TASK REQUIREMENTS: Output each record exactly, excluding pictures.

AVAILABLE DATA Start Marker

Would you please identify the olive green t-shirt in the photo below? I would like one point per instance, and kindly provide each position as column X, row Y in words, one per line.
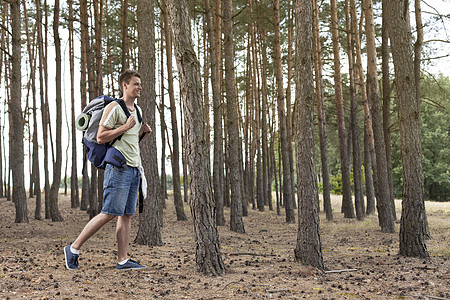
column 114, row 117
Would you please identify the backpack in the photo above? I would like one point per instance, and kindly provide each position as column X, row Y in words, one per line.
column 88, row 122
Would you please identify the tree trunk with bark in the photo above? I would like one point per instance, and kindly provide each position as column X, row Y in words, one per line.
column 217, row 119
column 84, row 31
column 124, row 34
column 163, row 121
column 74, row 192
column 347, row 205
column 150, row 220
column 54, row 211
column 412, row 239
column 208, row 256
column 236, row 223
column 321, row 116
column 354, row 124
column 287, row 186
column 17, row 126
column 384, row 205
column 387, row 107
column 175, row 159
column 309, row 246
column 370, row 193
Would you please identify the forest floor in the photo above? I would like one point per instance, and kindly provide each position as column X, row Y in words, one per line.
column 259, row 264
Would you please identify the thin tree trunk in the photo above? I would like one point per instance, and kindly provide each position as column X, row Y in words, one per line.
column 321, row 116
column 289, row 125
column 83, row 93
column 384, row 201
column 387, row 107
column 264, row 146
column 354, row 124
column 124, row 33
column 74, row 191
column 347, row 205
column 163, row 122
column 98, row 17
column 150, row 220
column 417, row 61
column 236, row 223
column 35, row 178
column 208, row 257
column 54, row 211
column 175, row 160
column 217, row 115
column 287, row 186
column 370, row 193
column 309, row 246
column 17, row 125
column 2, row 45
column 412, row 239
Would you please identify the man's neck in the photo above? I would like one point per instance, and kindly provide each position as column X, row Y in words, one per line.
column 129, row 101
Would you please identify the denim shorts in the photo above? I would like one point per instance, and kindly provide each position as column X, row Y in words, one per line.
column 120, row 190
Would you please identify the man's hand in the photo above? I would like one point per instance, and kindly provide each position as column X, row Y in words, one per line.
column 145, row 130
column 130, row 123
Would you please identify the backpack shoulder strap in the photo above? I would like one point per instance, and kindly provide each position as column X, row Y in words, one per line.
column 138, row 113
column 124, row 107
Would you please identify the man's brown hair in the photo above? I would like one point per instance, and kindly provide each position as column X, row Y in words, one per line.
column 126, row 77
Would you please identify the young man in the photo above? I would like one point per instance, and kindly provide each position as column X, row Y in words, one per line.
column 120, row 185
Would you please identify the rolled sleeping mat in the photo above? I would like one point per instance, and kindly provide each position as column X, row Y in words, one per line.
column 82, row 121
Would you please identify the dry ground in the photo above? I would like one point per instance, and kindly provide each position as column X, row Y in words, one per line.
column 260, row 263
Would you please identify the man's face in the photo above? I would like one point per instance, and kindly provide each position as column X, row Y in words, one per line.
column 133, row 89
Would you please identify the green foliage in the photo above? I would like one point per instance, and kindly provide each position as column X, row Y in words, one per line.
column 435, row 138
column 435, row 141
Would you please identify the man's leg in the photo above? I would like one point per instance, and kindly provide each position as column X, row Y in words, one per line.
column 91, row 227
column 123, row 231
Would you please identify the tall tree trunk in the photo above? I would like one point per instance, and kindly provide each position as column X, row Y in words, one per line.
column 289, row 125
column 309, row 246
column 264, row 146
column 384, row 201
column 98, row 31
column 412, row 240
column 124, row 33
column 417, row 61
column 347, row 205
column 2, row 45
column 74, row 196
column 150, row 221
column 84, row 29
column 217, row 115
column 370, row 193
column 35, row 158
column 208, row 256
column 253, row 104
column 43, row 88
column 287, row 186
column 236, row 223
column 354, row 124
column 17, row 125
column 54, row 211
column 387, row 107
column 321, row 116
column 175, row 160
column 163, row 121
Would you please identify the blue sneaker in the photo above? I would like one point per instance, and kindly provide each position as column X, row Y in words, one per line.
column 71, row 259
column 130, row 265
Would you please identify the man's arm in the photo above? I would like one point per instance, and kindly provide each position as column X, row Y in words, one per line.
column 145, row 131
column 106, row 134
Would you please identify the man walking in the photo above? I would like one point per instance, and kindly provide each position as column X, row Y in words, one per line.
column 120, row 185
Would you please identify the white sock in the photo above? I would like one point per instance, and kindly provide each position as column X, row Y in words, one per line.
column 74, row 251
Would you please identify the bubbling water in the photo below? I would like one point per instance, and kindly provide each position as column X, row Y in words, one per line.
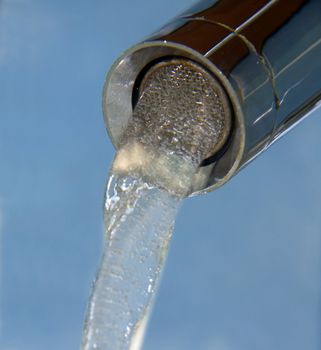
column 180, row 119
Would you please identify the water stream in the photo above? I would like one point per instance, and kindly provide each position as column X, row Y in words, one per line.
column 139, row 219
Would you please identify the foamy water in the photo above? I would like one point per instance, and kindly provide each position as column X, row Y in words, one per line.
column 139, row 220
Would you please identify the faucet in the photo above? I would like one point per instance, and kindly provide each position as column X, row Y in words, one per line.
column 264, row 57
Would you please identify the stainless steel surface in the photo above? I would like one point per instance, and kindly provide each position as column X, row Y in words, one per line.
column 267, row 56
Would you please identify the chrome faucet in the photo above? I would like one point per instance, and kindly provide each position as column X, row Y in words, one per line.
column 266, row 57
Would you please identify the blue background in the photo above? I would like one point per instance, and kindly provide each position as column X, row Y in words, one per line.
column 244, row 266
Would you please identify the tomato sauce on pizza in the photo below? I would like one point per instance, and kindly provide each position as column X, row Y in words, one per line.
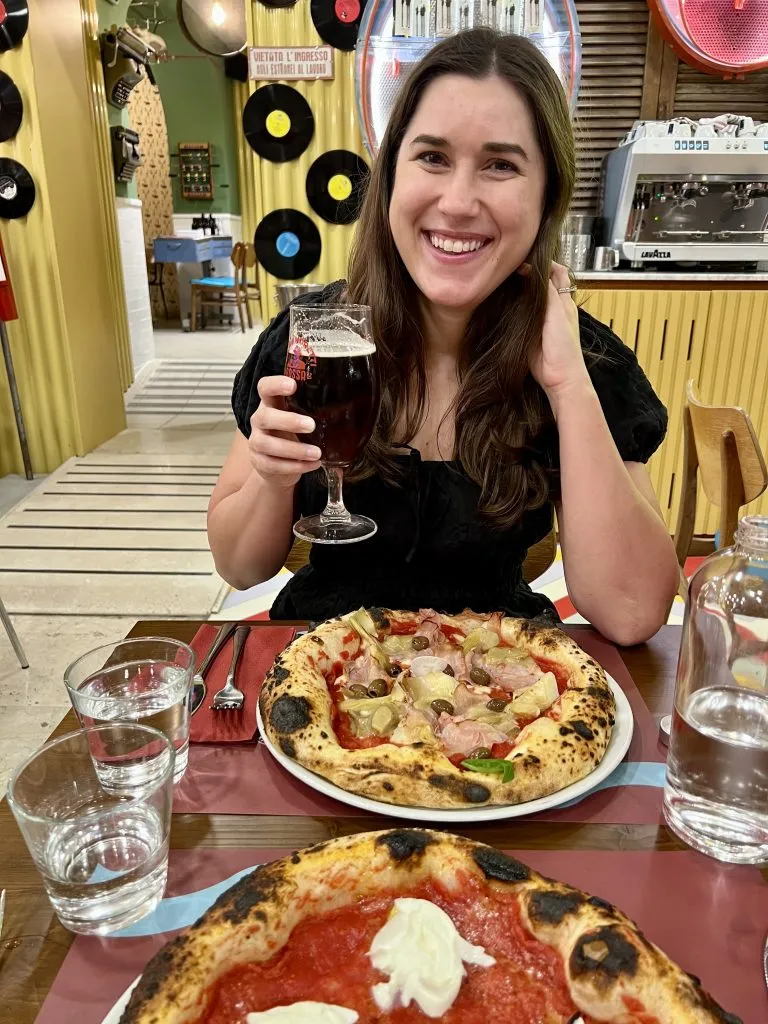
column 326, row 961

AVAILABLE DATA End Marker

TASK RESPONSE:
Would you please identify the olive green t-shirt in the photo below? I would like one point per instance, and kindly provide each position as column X, row Y in words, one per line.
column 114, row 117
Would you please identify the backpack in the photo above? I would like one point per instance, and kindly provide each position as column X, row Y in words, one per line.
column 88, row 122
Would you please identify the tree trunk with bark in the photo above? I would like one point per instance, and kindly provide each position as column X, row Y in words, one per line.
column 217, row 119
column 84, row 31
column 124, row 34
column 163, row 121
column 74, row 192
column 347, row 205
column 150, row 220
column 54, row 211
column 412, row 239
column 208, row 256
column 236, row 223
column 321, row 116
column 354, row 124
column 287, row 186
column 17, row 126
column 384, row 205
column 387, row 107
column 175, row 159
column 309, row 246
column 370, row 193
Would you please identify the forest floor in the photo above? I would like one point per instance, and kindly provide each position as column X, row Y in words, one per line.
column 259, row 264
Would you please identify the thin tree trunk in the photo above? I would like one point per instance, and kindly provide each position as column X, row Y in words, one per line.
column 321, row 116
column 289, row 125
column 83, row 93
column 384, row 201
column 387, row 107
column 264, row 146
column 354, row 124
column 124, row 33
column 74, row 191
column 347, row 205
column 163, row 122
column 98, row 17
column 150, row 220
column 417, row 61
column 236, row 223
column 35, row 178
column 208, row 257
column 54, row 211
column 175, row 160
column 217, row 115
column 287, row 186
column 370, row 193
column 309, row 246
column 17, row 125
column 2, row 45
column 412, row 239
Would you please identify the man's neck in the photo above? I would like one point per instance, and kindly provide each position as column X, row Y in words, one per line.
column 129, row 101
Would you please identify the denim shorts in the photo above? I would like one point per instance, and kindly provide each position as column X, row Y in words, one per line.
column 120, row 190
Would you please identify the man's hand in the photo above? I would like one point per instance, and kindly provide each position as column X, row Y in words, one per line.
column 145, row 130
column 130, row 123
Would you please identify the backpack shoulder strap in the photo above? I would like one point per instance, and kindly provide each position as column X, row Y in words, one per line.
column 138, row 113
column 124, row 107
Would you please identify the man's brown hair in the photo above? I would like one point per instance, and kindly provide each position as column X, row Y in words, one per line.
column 126, row 77
Would you please identify the young man in the photo above? I would like one point per instance, and kindly provide each position as column X, row Y in words, one per line.
column 120, row 185
Would you please identify the rolled sleeping mat in the photo above? I would like one point per instance, and kindly provide each position as column X, row Y in words, one per line.
column 82, row 121
Would you please identify the dry ground in the photo above? I would like one point per instance, and kindly provide each position as column X, row Y in words, one per line.
column 260, row 263
Would you please identify the man's face in the photo above? I would like one point per instance, and kindly provide each position as column X, row Y in words, one per line.
column 133, row 89
Would you please identify the green foliage in the photo above? I would like one point per instance, and kindly provide each position as column X, row Y in words, one per line.
column 435, row 138
column 435, row 141
Would you please identify the man's leg in the photo above? I would like one point per instance, and kindly provide each position as column X, row Y in words, one per line.
column 91, row 227
column 123, row 231
Would you please identify the tall tree trunk in the photo above? I would like one point per instance, and kindly provide each position as column X, row Y in words, one per line.
column 289, row 125
column 309, row 246
column 264, row 146
column 384, row 201
column 98, row 31
column 412, row 240
column 124, row 33
column 417, row 61
column 347, row 205
column 2, row 45
column 74, row 196
column 150, row 221
column 84, row 29
column 217, row 115
column 370, row 193
column 35, row 158
column 208, row 256
column 253, row 104
column 43, row 88
column 287, row 186
column 236, row 223
column 354, row 124
column 17, row 125
column 54, row 211
column 387, row 107
column 321, row 116
column 175, row 160
column 163, row 121
Would you please identify the blue sneaker in the photo above? I would like one point per instance, and kindly provide each position as column X, row Y in words, one per line.
column 71, row 259
column 130, row 265
Would you please identify the man's arm in the photo above? I would like one point per instance, and kindly provide each position as column X, row Y in words, one per line.
column 145, row 131
column 106, row 134
Would you please identify the man walking in the photo above? I would like one point per instance, and kindly provide each position as column X, row Y in words, one per line.
column 120, row 185
Would you please identify the white sock in the photo above? I would like one point per instance, and kindly provide each position as column X, row Y in words, one per line.
column 74, row 251
Would you please identify the bubbling water in the photo below? I would like one point per instance, and kindly provide each position as column X, row Y in words, one per line.
column 180, row 119
Would you please identify the water stream in the photo above? I would like one point per instance, and kindly provide each position as column X, row Y in words, one per line.
column 139, row 219
Would you please identify the foamy water in the photo above? I would like one point per instance, and kindly provide each position as column X, row Y in words, one per line.
column 139, row 220
Would you please identify the faucet in the photo above? I would like one point per instance, and kindly provide each position as column X, row Y in words, one per line.
column 264, row 57
Would you please identify the stainless steel surface in the photo above? I would like one point per instance, and kindly provide each position as column X, row Y in words, one per line.
column 267, row 56
Would you please identify the chrome faucet in the photo above? I would like one point per instance, and kindly provide each position as column X, row Y in words, one per line.
column 266, row 57
Would you please identify the blue background in the photo above? I would like one point per instance, and kindly provide each position as column X, row Y in words, one per line.
column 244, row 266
Would you please identify the tomato sauce on pizza in the photo below? I would like one point per instance, and kindly provide each position as column X, row Y in words, one per line.
column 326, row 961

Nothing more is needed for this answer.